Supplied records Block Start
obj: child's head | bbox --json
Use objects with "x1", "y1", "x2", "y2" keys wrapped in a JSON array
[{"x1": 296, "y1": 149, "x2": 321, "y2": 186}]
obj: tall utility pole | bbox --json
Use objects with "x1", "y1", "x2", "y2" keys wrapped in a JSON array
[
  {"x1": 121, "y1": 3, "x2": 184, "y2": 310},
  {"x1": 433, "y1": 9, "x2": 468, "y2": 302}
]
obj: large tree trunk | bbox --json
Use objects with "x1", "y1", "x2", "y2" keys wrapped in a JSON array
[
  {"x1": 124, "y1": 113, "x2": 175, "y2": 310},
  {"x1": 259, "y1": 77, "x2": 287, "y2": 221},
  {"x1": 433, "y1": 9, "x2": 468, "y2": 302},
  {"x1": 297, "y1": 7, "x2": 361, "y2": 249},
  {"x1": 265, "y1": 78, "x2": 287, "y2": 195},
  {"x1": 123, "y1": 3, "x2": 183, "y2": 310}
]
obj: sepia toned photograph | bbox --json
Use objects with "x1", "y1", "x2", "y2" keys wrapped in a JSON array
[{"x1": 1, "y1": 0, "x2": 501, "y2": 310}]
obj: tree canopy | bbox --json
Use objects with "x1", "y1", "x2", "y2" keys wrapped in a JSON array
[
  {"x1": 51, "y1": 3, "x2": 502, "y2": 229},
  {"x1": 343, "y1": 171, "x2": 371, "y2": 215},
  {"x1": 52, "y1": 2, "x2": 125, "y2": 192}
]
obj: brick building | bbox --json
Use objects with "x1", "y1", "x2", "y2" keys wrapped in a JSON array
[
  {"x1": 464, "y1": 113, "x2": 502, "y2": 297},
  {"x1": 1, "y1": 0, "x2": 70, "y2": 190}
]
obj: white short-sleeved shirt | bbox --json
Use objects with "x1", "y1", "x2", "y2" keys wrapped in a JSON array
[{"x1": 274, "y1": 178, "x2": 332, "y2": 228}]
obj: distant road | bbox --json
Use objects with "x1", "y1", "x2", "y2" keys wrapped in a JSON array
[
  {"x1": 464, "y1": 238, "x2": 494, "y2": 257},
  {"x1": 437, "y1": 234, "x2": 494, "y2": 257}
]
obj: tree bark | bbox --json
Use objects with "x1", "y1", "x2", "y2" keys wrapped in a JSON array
Supplied records Block End
• _Exercise description_: Working from the listing above, give it again word for word.

• _Result of the exercise_:
obj: child's head | bbox --json
Use objects with "x1", "y1", "x2", "y2" keys wrapped in a JSON array
[{"x1": 296, "y1": 149, "x2": 321, "y2": 186}]
obj: tall utility pole | bbox --json
Use objects with "x1", "y1", "x2", "y2" keys wrapped in a JSON array
[
  {"x1": 121, "y1": 3, "x2": 184, "y2": 310},
  {"x1": 433, "y1": 9, "x2": 468, "y2": 302}
]
obj: large tree trunk | bbox --json
Use objects with "x1", "y1", "x2", "y2" keys wrapped in a JSON array
[
  {"x1": 124, "y1": 113, "x2": 175, "y2": 310},
  {"x1": 259, "y1": 77, "x2": 287, "y2": 221},
  {"x1": 433, "y1": 9, "x2": 468, "y2": 302},
  {"x1": 297, "y1": 7, "x2": 361, "y2": 249},
  {"x1": 265, "y1": 78, "x2": 287, "y2": 195},
  {"x1": 123, "y1": 3, "x2": 183, "y2": 310}
]
obj: sepia toned photograph | bbox --json
Use objects with "x1", "y1", "x2", "y2" keys wrapped in a JSON array
[{"x1": 1, "y1": 0, "x2": 501, "y2": 310}]
obj: tree canopy | bbox --json
Use objects with "x1", "y1", "x2", "y2" keys wrapped in a JSON array
[
  {"x1": 51, "y1": 3, "x2": 502, "y2": 229},
  {"x1": 343, "y1": 171, "x2": 371, "y2": 215},
  {"x1": 52, "y1": 2, "x2": 125, "y2": 192}
]
obj: brick building | bbox --json
Use objects with "x1", "y1", "x2", "y2" keys wrapped in a JSON array
[
  {"x1": 464, "y1": 113, "x2": 502, "y2": 297},
  {"x1": 1, "y1": 0, "x2": 70, "y2": 190}
]
obj: white short-sleeved shirt | bbox --json
Use objects with "x1", "y1", "x2", "y2" keys wrapped in a JSON array
[{"x1": 274, "y1": 178, "x2": 332, "y2": 228}]
obj: distant road | bbox --json
Use objects with "x1", "y1", "x2", "y2" keys wrapped in a JSON array
[
  {"x1": 464, "y1": 238, "x2": 494, "y2": 257},
  {"x1": 437, "y1": 234, "x2": 494, "y2": 257}
]
obj: tree bark | bbox --json
Use objects with "x1", "y1", "x2", "y2" keys wrapped in a JSON array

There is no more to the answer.